(INSTRUÇÕES DE TRABALHO)
1: Liste os elementos eternos que, segundo Empédocles, formam os corpos no trecho sobre a medicina grega.
2: Transcreva do trecho sobre a medicina grega a parte que começa em "Empédocles foi mais" e segue até "a Filosofia grega.".

(TRECHO FORNECIDO)
==================================================

João Bosco Botelho
O modo grego antigo de conceber a intricada
relação dos homens e das mulheres com o mundo visível, isto é, como partes
vivas da natureza, sementou novas analogias da saúde. As doenças deixaram de
ser compreendidas isoladamente, e passaram a compor o produto resultante do
desequilíbrio com a natureza.
Esse é
um dos pontos fundamentais da Medicina grega, dos séculos V e IV a.C., marcando
a união entre a Filosofia jônica da natureza e os conceitos de saúde e de doença.
O centro harmonioso dessa confluência formou-se
em torno da teoria do médico Empédocles (495-435 a.C.). Segundo o filósofo de
Agrigento, os corpos são formados por quatro elementos eternos que permanecem
em movimento constante – fogo, terra, água e ar.
Pela primeira vez consolidou-se uma proposta
teórica para explicar a origem das doenças conhecidas e das que viessem a aparecer.
Toda e qualquer enfermidade seria determinada pelo desequilíbrio entre um ou
mais elementos.
Empédocles foi mais longe e utilizou a
clepsidra para ilustrar a sua teoria da respiração, segundo a qual o corpo
transpira através dos poros espalhados por toda a superfície da pele.
É possível estabelecer uma relação direta entre
a teoria da respiração de Empédocles com a doutrina cosmológica de que o ar é
uma substância corpórea. Este raciocínio é, por si só, significativo na relação
concreta da Medicina com a Filosofia grega.
A partir do estudo dos livros que chegaram até
nós ficou clara a existência, entre os séculos V e III a.C., de uma compreensão
diferenciada de dois principais grupos sociais que se interessavam pela
Medicina: os médicos e os eruditos de outras áreas do saber.
Na tentativa de fortalecer o seu valor social,
os médicos gregos, a exemplo dos sofistas, começaram a expor perante o público
os problemas da relação saúde-doença, sob a forma de conferência e discurso
preparado.
Platão (Político,
296a, b, c) sistematizou o pensamento corrente da época ao descrever a nova
postura do médico e do político. Ambos, baseados no conhecimento, deveriam,
sempre que necessário, intervir para promover melhoras na sociedade:
Estrangeiro: É interessante. Dizem, com
efeito, que se alguém conhece leis melhores que as existentes não tem o direito
de dá-las à sua própria cidade, senão
que for necessário para promover melhoras na sociedade.
Sócrates,
o Jovem: Muito bem! Não estarão eles certos?
Estrangeiro:
Talvez. Em todo o caso, se alguém dispensa esse consentimento e impõe a reforma
pela força, que nome se dará a esse
golpe? Mas, espera. Voltemos primeiro
aos exemplos precedentes.

==================================================

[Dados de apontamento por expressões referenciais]
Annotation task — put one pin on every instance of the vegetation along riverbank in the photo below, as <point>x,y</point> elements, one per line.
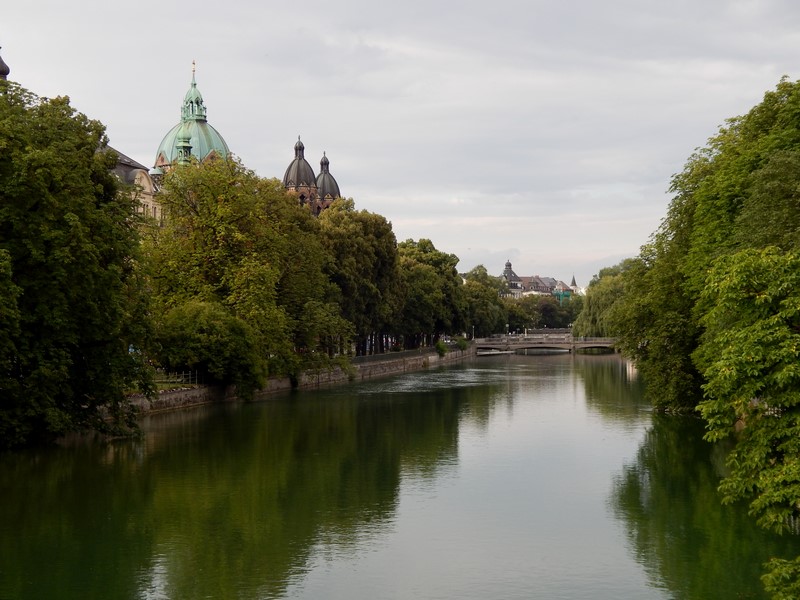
<point>243,282</point>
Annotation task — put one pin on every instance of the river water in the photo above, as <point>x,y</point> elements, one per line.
<point>505,477</point>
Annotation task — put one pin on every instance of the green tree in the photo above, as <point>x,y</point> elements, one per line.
<point>362,262</point>
<point>433,295</point>
<point>72,310</point>
<point>749,357</point>
<point>240,241</point>
<point>600,314</point>
<point>206,337</point>
<point>485,311</point>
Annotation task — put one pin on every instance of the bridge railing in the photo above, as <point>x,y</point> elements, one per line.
<point>543,338</point>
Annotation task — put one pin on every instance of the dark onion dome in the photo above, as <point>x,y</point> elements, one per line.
<point>205,141</point>
<point>299,173</point>
<point>4,70</point>
<point>326,184</point>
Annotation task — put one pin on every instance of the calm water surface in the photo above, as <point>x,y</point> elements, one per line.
<point>508,477</point>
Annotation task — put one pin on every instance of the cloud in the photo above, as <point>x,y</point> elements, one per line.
<point>536,131</point>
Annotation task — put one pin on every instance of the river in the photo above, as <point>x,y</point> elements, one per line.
<point>504,477</point>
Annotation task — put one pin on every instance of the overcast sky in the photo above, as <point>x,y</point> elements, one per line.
<point>539,131</point>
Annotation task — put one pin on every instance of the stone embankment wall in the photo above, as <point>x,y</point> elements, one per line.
<point>373,366</point>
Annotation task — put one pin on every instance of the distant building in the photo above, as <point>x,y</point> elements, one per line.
<point>315,191</point>
<point>536,285</point>
<point>134,174</point>
<point>4,70</point>
<point>193,136</point>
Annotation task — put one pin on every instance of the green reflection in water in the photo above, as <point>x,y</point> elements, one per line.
<point>238,501</point>
<point>218,502</point>
<point>688,542</point>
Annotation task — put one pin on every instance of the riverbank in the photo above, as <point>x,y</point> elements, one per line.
<point>363,368</point>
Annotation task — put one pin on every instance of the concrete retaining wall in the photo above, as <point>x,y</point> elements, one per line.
<point>181,398</point>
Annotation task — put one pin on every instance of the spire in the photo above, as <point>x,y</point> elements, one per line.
<point>4,70</point>
<point>193,107</point>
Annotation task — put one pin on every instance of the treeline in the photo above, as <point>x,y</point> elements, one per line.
<point>710,309</point>
<point>240,282</point>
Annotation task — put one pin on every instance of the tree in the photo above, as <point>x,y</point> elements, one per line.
<point>485,312</point>
<point>362,261</point>
<point>73,315</point>
<point>206,337</point>
<point>433,295</point>
<point>749,358</point>
<point>604,295</point>
<point>239,241</point>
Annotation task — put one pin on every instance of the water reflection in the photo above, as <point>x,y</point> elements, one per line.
<point>677,528</point>
<point>225,501</point>
<point>532,460</point>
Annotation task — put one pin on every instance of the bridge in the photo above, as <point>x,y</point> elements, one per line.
<point>542,341</point>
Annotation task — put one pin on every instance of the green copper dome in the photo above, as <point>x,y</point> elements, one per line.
<point>204,140</point>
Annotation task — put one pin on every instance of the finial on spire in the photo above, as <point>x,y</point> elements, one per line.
<point>4,70</point>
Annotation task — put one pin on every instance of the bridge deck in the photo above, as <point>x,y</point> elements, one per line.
<point>556,341</point>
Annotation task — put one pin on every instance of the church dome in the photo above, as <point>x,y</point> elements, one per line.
<point>299,173</point>
<point>205,141</point>
<point>326,184</point>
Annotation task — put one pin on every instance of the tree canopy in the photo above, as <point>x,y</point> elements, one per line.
<point>72,312</point>
<point>709,309</point>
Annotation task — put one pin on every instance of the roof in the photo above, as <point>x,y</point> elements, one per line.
<point>205,141</point>
<point>326,184</point>
<point>299,173</point>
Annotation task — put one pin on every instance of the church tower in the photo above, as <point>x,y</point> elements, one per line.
<point>192,136</point>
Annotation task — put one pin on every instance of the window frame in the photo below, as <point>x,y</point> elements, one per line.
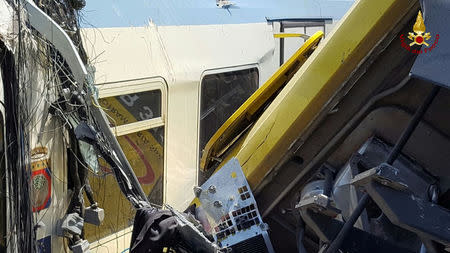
<point>199,101</point>
<point>134,86</point>
<point>140,85</point>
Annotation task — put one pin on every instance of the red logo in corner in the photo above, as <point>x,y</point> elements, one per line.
<point>419,37</point>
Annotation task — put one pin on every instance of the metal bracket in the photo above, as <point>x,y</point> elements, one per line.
<point>398,189</point>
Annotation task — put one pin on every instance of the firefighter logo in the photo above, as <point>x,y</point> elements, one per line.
<point>419,36</point>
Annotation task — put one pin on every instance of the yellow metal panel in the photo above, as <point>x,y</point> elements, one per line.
<point>289,35</point>
<point>315,83</point>
<point>248,112</point>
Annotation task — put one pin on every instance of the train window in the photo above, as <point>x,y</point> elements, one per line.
<point>139,106</point>
<point>137,119</point>
<point>221,95</point>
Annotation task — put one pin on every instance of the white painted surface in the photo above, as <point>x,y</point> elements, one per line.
<point>180,55</point>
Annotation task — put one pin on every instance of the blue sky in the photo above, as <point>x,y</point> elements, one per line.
<point>122,13</point>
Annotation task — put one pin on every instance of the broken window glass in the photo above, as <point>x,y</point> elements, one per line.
<point>144,150</point>
<point>130,108</point>
<point>221,95</point>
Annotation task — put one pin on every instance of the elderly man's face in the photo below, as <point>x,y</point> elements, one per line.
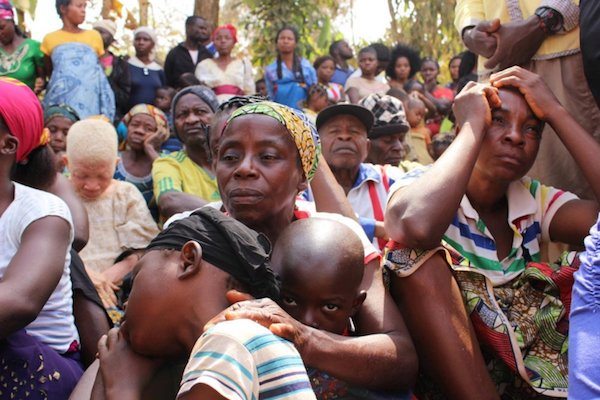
<point>344,142</point>
<point>388,149</point>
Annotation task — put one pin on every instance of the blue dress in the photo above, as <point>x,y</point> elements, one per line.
<point>79,81</point>
<point>289,90</point>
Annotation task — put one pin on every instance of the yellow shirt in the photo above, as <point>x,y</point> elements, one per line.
<point>90,37</point>
<point>470,12</point>
<point>176,172</point>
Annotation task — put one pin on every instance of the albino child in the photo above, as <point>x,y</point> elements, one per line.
<point>118,215</point>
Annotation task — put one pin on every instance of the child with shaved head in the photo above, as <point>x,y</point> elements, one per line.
<point>320,263</point>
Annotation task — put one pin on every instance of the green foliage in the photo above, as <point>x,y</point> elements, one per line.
<point>427,25</point>
<point>312,18</point>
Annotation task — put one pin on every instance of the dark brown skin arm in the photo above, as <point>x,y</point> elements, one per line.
<point>408,219</point>
<point>572,221</point>
<point>30,279</point>
<point>171,203</point>
<point>328,194</point>
<point>63,189</point>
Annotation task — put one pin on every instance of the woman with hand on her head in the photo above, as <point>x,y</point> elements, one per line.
<point>39,344</point>
<point>81,84</point>
<point>492,226</point>
<point>20,57</point>
<point>325,67</point>
<point>440,96</point>
<point>289,76</point>
<point>145,73</point>
<point>226,75</point>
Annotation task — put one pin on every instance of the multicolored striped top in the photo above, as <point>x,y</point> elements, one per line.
<point>242,360</point>
<point>531,207</point>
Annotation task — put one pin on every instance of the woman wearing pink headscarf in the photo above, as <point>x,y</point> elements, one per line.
<point>226,75</point>
<point>39,343</point>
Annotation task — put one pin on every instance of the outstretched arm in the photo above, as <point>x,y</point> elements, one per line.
<point>409,219</point>
<point>385,351</point>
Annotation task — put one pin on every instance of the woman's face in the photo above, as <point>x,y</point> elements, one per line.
<point>325,71</point>
<point>192,116</point>
<point>402,69</point>
<point>224,41</point>
<point>7,31</point>
<point>429,71</point>
<point>140,127</point>
<point>74,12</point>
<point>286,41</point>
<point>143,44</point>
<point>258,170</point>
<point>59,127</point>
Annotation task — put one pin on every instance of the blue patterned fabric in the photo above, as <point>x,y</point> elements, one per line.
<point>79,81</point>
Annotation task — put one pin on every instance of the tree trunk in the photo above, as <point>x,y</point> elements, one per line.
<point>208,9</point>
<point>144,4</point>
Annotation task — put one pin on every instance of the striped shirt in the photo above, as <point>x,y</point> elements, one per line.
<point>176,172</point>
<point>242,360</point>
<point>531,207</point>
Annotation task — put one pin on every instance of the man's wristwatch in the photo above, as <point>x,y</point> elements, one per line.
<point>551,21</point>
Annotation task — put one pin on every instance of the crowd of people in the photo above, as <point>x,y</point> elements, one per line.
<point>192,230</point>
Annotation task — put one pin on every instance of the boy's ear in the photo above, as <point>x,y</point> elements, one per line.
<point>362,295</point>
<point>191,260</point>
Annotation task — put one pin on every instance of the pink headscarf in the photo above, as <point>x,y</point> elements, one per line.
<point>228,27</point>
<point>23,115</point>
<point>6,11</point>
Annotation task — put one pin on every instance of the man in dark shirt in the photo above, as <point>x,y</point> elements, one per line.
<point>186,55</point>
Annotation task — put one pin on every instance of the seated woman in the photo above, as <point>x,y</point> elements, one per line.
<point>227,76</point>
<point>39,344</point>
<point>147,130</point>
<point>183,180</point>
<point>492,223</point>
<point>266,156</point>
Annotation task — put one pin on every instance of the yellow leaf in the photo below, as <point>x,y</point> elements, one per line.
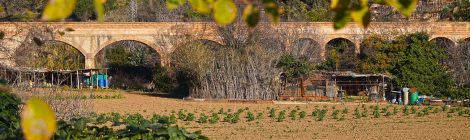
<point>58,9</point>
<point>225,11</point>
<point>200,6</point>
<point>38,120</point>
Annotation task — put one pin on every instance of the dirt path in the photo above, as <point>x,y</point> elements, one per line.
<point>434,126</point>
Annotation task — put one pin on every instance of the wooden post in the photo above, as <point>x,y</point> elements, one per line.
<point>71,80</point>
<point>326,88</point>
<point>383,87</point>
<point>97,75</point>
<point>302,90</point>
<point>58,78</point>
<point>106,82</point>
<point>43,79</point>
<point>52,83</point>
<point>20,79</point>
<point>78,81</point>
<point>91,78</point>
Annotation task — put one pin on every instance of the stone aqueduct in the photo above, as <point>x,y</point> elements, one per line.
<point>90,38</point>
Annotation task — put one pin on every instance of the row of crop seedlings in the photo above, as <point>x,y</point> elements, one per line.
<point>318,114</point>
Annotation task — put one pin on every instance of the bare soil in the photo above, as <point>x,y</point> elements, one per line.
<point>433,126</point>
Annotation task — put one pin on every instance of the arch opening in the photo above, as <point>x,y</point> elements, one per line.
<point>52,54</point>
<point>340,55</point>
<point>131,64</point>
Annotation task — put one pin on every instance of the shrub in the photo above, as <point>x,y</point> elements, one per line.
<point>235,118</point>
<point>259,116</point>
<point>376,112</point>
<point>228,118</point>
<point>190,117</point>
<point>413,110</point>
<point>335,114</point>
<point>395,110</point>
<point>272,113</point>
<point>203,118</point>
<point>250,117</point>
<point>345,111</point>
<point>322,114</point>
<point>406,111</point>
<point>9,116</point>
<point>281,116</point>
<point>357,113</point>
<point>181,115</point>
<point>302,114</point>
<point>365,113</point>
<point>214,118</point>
<point>445,108</point>
<point>293,114</point>
<point>221,111</point>
<point>136,127</point>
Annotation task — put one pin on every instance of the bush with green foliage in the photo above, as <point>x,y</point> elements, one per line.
<point>9,115</point>
<point>250,116</point>
<point>163,81</point>
<point>281,116</point>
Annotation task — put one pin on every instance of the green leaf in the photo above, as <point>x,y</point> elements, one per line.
<point>58,9</point>
<point>173,4</point>
<point>2,34</point>
<point>341,19</point>
<point>200,6</point>
<point>361,14</point>
<point>404,6</point>
<point>273,10</point>
<point>251,15</point>
<point>225,11</point>
<point>99,9</point>
<point>38,120</point>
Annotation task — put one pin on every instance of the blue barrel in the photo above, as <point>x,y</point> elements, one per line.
<point>102,83</point>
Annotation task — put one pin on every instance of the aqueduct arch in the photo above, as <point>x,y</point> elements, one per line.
<point>90,38</point>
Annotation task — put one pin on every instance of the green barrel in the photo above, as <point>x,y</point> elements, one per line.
<point>413,98</point>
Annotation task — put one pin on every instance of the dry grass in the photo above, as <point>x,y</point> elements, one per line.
<point>65,103</point>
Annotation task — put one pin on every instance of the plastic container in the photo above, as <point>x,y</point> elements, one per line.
<point>413,98</point>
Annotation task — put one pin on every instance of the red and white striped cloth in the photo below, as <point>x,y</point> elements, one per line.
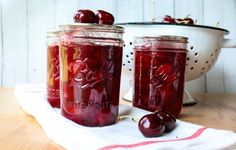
<point>122,135</point>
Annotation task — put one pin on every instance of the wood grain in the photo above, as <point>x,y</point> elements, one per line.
<point>21,131</point>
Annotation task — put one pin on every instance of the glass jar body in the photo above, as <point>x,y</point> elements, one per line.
<point>159,73</point>
<point>90,80</point>
<point>53,69</point>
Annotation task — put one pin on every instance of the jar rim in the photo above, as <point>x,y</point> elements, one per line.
<point>53,33</point>
<point>172,38</point>
<point>77,26</point>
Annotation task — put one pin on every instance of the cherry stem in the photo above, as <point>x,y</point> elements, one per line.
<point>188,16</point>
<point>135,119</point>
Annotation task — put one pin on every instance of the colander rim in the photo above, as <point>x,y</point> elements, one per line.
<point>174,24</point>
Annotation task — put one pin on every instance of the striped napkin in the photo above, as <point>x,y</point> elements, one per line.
<point>122,135</point>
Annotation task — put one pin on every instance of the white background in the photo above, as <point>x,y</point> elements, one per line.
<point>23,24</point>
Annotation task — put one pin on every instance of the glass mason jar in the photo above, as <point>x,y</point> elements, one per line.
<point>91,58</point>
<point>53,69</point>
<point>159,73</point>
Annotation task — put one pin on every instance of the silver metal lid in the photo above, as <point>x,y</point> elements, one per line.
<point>179,39</point>
<point>90,26</point>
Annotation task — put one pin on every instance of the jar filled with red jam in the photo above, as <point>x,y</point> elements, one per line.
<point>159,73</point>
<point>91,58</point>
<point>53,69</point>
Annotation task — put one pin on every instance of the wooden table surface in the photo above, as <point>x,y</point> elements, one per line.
<point>21,131</point>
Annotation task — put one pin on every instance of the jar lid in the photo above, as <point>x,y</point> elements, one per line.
<point>179,39</point>
<point>90,26</point>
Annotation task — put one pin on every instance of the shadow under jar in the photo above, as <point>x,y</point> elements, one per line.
<point>53,69</point>
<point>91,58</point>
<point>159,73</point>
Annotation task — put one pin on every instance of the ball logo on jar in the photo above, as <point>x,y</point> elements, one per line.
<point>86,77</point>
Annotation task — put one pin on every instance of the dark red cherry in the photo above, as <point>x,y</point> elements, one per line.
<point>188,21</point>
<point>151,125</point>
<point>103,17</point>
<point>84,16</point>
<point>168,119</point>
<point>168,19</point>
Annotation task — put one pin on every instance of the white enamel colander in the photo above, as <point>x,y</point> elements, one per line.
<point>204,43</point>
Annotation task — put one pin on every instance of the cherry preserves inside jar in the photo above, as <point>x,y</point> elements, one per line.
<point>159,73</point>
<point>53,69</point>
<point>91,69</point>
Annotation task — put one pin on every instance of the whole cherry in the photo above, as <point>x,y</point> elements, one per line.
<point>84,16</point>
<point>151,125</point>
<point>188,20</point>
<point>103,17</point>
<point>168,19</point>
<point>168,119</point>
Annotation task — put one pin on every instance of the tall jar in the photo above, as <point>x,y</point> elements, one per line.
<point>91,58</point>
<point>159,73</point>
<point>53,69</point>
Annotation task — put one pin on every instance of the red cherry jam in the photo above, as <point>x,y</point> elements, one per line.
<point>91,70</point>
<point>159,73</point>
<point>53,69</point>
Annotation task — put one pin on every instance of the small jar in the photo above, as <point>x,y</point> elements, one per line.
<point>159,73</point>
<point>53,69</point>
<point>91,58</point>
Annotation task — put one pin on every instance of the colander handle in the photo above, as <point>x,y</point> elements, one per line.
<point>229,43</point>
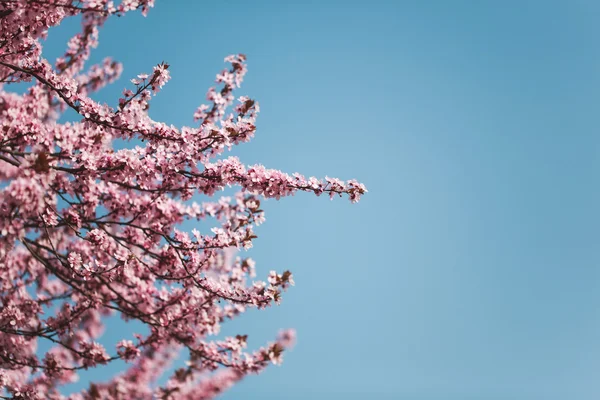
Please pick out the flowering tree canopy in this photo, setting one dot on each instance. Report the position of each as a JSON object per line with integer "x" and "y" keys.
{"x": 88, "y": 230}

==================================================

(PROBLEMAS RESOLVIDOS)
1: Fogo, terra, água e ar.

2:
Empédocles foi mais longe e utilizou a
clepsidra para ilustrar a sua teoria da respiração, segundo a qual o corpo
transpira através dos poros espalhados por toda a superfície da pele.
É possível estabelecer uma relação direta entre
a teoria da respiração de Empédocles com a doutrina cosmológica de que o ar é
uma substância corpórea. Este raciocínio é, por si só, significativo na relação
concreta da Medicina com a Filosofia grega.